• [Directions]: Each line from the one containing "Please point out the printed" to the end of the listing below should be output exactly; no other line is wanted.

• [Data under study]:

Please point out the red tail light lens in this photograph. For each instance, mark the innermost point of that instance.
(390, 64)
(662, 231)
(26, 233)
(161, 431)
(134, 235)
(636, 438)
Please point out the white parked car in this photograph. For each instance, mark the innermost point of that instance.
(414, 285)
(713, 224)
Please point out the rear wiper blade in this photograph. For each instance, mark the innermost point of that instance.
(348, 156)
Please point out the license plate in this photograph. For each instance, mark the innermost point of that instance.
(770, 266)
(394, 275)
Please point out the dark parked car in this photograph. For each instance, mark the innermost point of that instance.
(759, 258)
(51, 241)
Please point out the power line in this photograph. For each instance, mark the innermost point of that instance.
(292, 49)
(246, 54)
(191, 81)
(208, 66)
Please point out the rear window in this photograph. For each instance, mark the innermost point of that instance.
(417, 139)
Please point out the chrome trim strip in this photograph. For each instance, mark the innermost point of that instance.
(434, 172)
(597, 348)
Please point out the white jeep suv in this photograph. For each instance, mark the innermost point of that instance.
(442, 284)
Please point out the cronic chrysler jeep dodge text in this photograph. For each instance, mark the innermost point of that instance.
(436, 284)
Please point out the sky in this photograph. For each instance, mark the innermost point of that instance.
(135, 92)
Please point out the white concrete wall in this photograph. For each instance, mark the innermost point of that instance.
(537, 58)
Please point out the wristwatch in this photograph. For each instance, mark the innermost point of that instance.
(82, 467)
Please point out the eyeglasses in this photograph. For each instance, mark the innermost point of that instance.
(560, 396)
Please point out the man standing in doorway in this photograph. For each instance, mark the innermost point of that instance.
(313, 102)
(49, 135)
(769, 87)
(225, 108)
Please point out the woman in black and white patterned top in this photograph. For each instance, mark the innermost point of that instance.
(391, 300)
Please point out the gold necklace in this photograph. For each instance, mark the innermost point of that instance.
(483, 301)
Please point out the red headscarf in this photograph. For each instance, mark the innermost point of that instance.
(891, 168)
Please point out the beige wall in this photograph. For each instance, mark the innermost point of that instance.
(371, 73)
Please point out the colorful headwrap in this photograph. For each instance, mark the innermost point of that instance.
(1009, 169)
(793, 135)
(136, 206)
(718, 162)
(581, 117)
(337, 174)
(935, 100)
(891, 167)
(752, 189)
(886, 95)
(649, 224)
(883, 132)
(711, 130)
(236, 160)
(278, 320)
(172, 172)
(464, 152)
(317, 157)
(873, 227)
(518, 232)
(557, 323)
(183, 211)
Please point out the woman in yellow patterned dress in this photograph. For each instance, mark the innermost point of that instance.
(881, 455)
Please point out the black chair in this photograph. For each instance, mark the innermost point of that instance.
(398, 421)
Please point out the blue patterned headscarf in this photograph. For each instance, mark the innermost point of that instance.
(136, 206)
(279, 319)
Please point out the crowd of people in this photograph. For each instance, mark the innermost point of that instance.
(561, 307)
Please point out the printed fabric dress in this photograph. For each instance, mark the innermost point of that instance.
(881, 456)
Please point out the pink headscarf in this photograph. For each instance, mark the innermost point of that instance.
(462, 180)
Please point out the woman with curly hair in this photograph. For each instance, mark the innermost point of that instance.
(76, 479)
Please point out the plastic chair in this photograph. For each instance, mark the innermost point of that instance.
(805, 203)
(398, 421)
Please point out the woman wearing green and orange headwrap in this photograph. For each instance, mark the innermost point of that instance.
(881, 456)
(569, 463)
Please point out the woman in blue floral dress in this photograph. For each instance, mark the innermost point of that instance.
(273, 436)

• [Answer area]:
Please point out the printed fabric dress in this photograph. For each instance, mark the innermost point of that instance.
(881, 456)
Please point out the pink headscarf in this photograph. For each instance, mark the innermost point of that instance.
(462, 180)
Please point out the woman with curly hair in this photograph. For each instance, mark the innermost point of that instance.
(76, 479)
Please point out the plastic chair in this photograph. For each instance, mark the innermost point of that instance.
(805, 203)
(398, 421)
Please point out the woman wearing green and orange headwrap in this photograph. For each instance, mark the innermost point of that instance.
(881, 456)
(569, 463)
Please point out the woman in blue floral dress in this photograph. For each instance, mark the innermost point of that instance.
(273, 436)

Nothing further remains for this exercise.